### Extracted entries
—————
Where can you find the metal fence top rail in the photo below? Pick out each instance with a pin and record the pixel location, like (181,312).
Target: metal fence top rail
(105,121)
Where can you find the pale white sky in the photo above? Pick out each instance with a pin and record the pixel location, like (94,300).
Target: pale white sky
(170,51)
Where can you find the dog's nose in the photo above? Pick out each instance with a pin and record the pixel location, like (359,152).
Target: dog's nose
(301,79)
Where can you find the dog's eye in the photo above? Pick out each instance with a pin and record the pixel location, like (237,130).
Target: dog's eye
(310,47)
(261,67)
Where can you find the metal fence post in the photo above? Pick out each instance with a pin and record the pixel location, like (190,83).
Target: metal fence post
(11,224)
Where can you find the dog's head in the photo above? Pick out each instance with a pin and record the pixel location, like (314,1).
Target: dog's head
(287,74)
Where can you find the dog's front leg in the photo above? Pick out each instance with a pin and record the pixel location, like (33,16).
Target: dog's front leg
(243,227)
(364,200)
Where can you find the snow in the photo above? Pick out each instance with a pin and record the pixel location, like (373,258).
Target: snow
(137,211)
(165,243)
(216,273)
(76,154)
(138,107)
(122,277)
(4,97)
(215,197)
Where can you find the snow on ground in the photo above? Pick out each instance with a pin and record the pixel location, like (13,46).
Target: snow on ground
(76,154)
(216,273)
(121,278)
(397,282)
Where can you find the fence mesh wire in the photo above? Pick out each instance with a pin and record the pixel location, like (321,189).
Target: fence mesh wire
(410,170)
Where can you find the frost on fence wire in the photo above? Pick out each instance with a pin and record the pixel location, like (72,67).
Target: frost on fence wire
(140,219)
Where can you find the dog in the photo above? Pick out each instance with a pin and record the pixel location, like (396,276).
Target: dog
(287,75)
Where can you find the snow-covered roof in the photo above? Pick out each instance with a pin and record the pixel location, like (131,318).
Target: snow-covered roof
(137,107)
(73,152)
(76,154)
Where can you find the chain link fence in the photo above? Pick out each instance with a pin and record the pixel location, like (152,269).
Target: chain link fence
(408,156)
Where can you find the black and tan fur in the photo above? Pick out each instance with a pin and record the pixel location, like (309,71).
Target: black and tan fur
—————
Convert the rows above into a JSON list of strings, with each line as its own string and blank lines left out.

### Reply to the task
[
  "Where can you find the metal fence top rail in the photo below? Pick out each instance with a pin and record the pixel location, like (181,312).",
  "Target: metal fence top rail",
  "(105,121)",
  "Where can you find the pale white sky in the photo above? Pick out each instance with a pin and record the pixel location, like (94,300).",
  "Target: pale white sky",
  "(170,51)",
  "Where can you find the dog's nose in the photo above? Pick out each instance with a pin and record the pixel location, like (359,152).",
  "Target: dog's nose",
  "(301,79)",
  "Where can you find the dog's eye in the photo above? Pick out each instance with a pin and record the pixel location, like (237,130).",
  "Target: dog's eye",
  "(310,47)",
  "(261,67)",
  "Where can you find the metal fence post in the photo above? Pick out each instance with a pin and record the pixel location, like (190,83).",
  "Target: metal fence post",
  "(11,224)",
  "Where can you find the dog's head in the photo above? Pick out each instance with a pin and record the pixel location, like (314,1).",
  "Target: dog's head",
  "(287,74)",
  "Where can you find the dog's front leg in the photo above? Pick out each instance with a pin and record the pixel location, like (33,16).",
  "Target: dog's front leg",
  "(243,227)",
  "(364,200)",
  "Where can you find the snow in the photo above? Pick out each instance with a pin and record the pixel location, like (373,258).",
  "Target: snow",
  "(137,211)",
  "(165,243)",
  "(216,273)",
  "(76,154)",
  "(138,107)",
  "(122,277)",
  "(4,97)",
  "(215,197)",
  "Where can you find the snow on ground in the photo above? Pick out each instance with a pin and record the pixel location, like (13,46).",
  "Target: snow on ground",
  "(76,154)",
  "(216,273)",
  "(121,278)",
  "(397,282)",
  "Where can you find the fence mesh wire in the photo above? Pick out each instance with a pin and record the pixel location, like (321,189).",
  "Target: fence mesh wire",
  "(410,170)",
  "Where can you find the frost on fence wire in the photo above? Pick out each instance with a pin and record the pixel location, like (72,67).",
  "Target: frost on fence wire",
  "(140,219)",
  "Where can you find the dog in the photo above? Pick out each instance with a pin and record the pixel location, like (396,276).",
  "Target: dog",
  "(287,75)",
  "Where can you find the snow-covered roof in the photo above? Pick out each instance with a pin and record the pixel location, like (131,318).",
  "Target: snow-covered roof",
  "(137,107)",
  "(73,152)",
  "(76,154)",
  "Where can you find the chain link fence in the photo above? Pick out each instance with a pin and record the pixel location, like (152,269).",
  "Target: chain link fence",
  "(408,156)",
  "Where can you find the black and tan fur in the photo above? Pick out each instance with a pin and record the pixel location, like (309,71).",
  "Target: black and tan fur"
]